■ **Reading passage**
........
Prerequisites: What's sync.Once?

sync.Once ensures a function is only executed once, no matter how many times it's called, even across goroutines.
It's most commonly used to initialize shared resources like config, DB connections, or singletons.

var (
	readConfigOnce  sync.Once
	config          *Config
)

func GetConfig() (c *Config) {
	readConfigOnce.Do(func() {
		// Read yaml and make config object
	})
	return config
}

func main() {
	cfg := LoadConfig()
	fmt.Println(cfg)
}

Link to sync.Once documentation

Digging into sync.Once internals?

To follow along this read feel free to clone the Golang repository.

Open the repository and run the bash script ./make.bash, to build and install the latest compiler of Go.
Point your system or editor (like VSCode) to use the newly built Go version:

Bootstrapped Compilers

When I first came across the concept of a bootstrapped compiler, it honestly felt like a total brain teaser. The idea that a compiler could be written in the same language it’s supposed to compile? Wild.

Here’s the bombshell: the Go compiler is written in Go itself. Sounds paradoxical, right?

Like a classic chicken-and-egg dilemma - “How can a compiler compile itself if it doesn’t exist yet?”

In programming, bootstrapping refers to: The process of building a system using a simpler or initial version of itself.

make.bash is a shell script located at src/make.bash inside the Go source tree.
It's used to bootstrap the Go toolchain — it builds the Go compiler (cmd/compile), linker (cmd/link), and other core tools from scratch using the Go bootstrap toolchain.
It uses the already installed Go compiler
Use the clones Golang source code to build the new version of Go.

Internals (Go 1.18)

Let's start from the basics, struct of sync.Once looks like

src/sync/once.go | GOVERSION=1.18
type Once struct {
	done uint32
	m    Mutex
}

Pretty simple, right?

One uint32 flag done
- done == 1 means that the function has ran once
- done == 0 means that the function hasn't ran yet
One mutex m
- A mutex to avoid race condition while updating done

Ok, somehow these two are used together to:

Ensure that a particular action executes only once, regardless of how many times it is called concurrently.
Achieve this guarantee efficiently, minimizing lock contention for better performance.

Ok so far so good right?

Let's move to the implementation of once.Do(f): It ensures that the function f() is only executed once, no matter how many times it's called—even if from multiple goroutines.

src/sync/once.go | GOVERSION=1.18
func (o *Once) Do(f func()) {
	if atomic.LoadUint32(&o.done) == 0 {
		o.doSlow(f)
........
■ **Stored records**
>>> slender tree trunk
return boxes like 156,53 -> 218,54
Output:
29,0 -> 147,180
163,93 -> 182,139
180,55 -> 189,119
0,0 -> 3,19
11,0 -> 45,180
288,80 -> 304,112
........
■ **Requirements**
a) In the sync.Once article, retype the passage that begins at "When I first" and stops after "Sounds paradoxical, right?".
b) Where does the sync.Once article say the make.bash script is located?
c) Can you condense the sync.Once article's paragraph beginning "sync.Once ensures a function is only executed once" while keeping its main facts?

■ **Responses per task**
a)
When I first came across the concept of a bootstrapped compiler, it honestly felt like a total brain teaser. The idea that a compiler could be written in the same language it’s supposed to compile? Wild.

Here’s the bombshell: the Go compiler is written in Go itself. Sounds paradoxical, right?

b) At src/make.bash inside the Go source tree.

c) sync.Once runs a function only once, however many times it is called and from however many goroutines. It is mostly used to initialize shared resources such as config, DB connections, or singletons.